Document excerpt:
--------------------------------

El 24 març 2025, a les 15:14, Tapani Tarvainen via Gnso-latin-diacritics <gnso-latin-diacritics@icann.org> va escriure:
Dear all,
In preparation for our next call, I wrote down a few issues I'd like to clarify about our scope:
(1) We use the term "diacritics" differently than linguists do. If I understand correctly, we're including all non-ASCII characters that various Latin-based alphabets use, such as æ, ŋ, ß, ð, þ etc.
(2) The base ASCII gTLD version of a diacritic is for us by definition a single ASCII letter with the sole exception of German ß. Other cases where the conventional ASCII conversion is two or more letters are not treated similarly (as per RZ-LGR). Presumably we could, however, take the existence of such as a factor in our recommendations.
E.g., to pick an example from Finnish, consider ".šakki" vs ".sakki", should the existence of ".shakki" matter? (Both "šakki" and "sakki" are Finnish words with completely unrelated meanings, while "shakki" is an alternative spelling of "šakki" - not a computer-era fallback, but actually older and still more common spelling even though deprecated by modern ortography.)

--------------------------------

Region-pointing data
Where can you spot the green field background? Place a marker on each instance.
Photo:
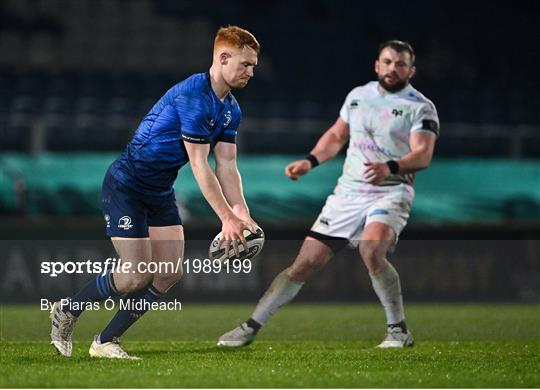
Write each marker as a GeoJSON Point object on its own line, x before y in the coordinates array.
{"type": "Point", "coordinates": [305, 345]}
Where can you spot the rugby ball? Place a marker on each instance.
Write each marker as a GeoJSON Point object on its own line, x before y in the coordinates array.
{"type": "Point", "coordinates": [255, 243]}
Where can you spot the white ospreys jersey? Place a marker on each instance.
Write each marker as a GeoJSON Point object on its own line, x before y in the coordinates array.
{"type": "Point", "coordinates": [380, 124]}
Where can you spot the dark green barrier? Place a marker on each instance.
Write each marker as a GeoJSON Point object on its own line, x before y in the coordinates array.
{"type": "Point", "coordinates": [461, 191]}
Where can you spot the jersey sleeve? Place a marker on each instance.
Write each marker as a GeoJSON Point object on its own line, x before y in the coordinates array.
{"type": "Point", "coordinates": [194, 123]}
{"type": "Point", "coordinates": [426, 119]}
{"type": "Point", "coordinates": [344, 113]}
{"type": "Point", "coordinates": [230, 132]}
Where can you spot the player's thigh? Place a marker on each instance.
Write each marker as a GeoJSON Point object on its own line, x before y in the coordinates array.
{"type": "Point", "coordinates": [385, 220]}
{"type": "Point", "coordinates": [167, 255]}
{"type": "Point", "coordinates": [167, 242]}
{"type": "Point", "coordinates": [132, 275]}
{"type": "Point", "coordinates": [313, 255]}
{"type": "Point", "coordinates": [377, 239]}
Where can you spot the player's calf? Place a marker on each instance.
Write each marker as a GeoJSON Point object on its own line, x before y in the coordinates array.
{"type": "Point", "coordinates": [62, 327]}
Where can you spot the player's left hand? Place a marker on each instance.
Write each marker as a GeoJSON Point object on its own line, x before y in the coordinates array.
{"type": "Point", "coordinates": [254, 225]}
{"type": "Point", "coordinates": [375, 173]}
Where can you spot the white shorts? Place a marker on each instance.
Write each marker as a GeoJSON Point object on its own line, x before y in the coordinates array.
{"type": "Point", "coordinates": [345, 215]}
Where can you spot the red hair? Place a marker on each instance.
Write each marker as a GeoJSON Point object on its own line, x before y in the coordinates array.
{"type": "Point", "coordinates": [234, 36]}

--------------------------------

What you need to do: Carry on the email about the scope of Latin diacritics in gTLDs, picking up right after its last sentence.

Written reply:
Or consider "æ", which also looks obviously similar to "ae".
(3) Our first question talks about "a base ASCII gTLD and *the* Latin script diacritic version", in singular. It seems pretty clear to me, however, that we should also consider cases with multiple diacritic versions of the same ASCII letter, like the "sjö" / "sjø" case I brought up earlier.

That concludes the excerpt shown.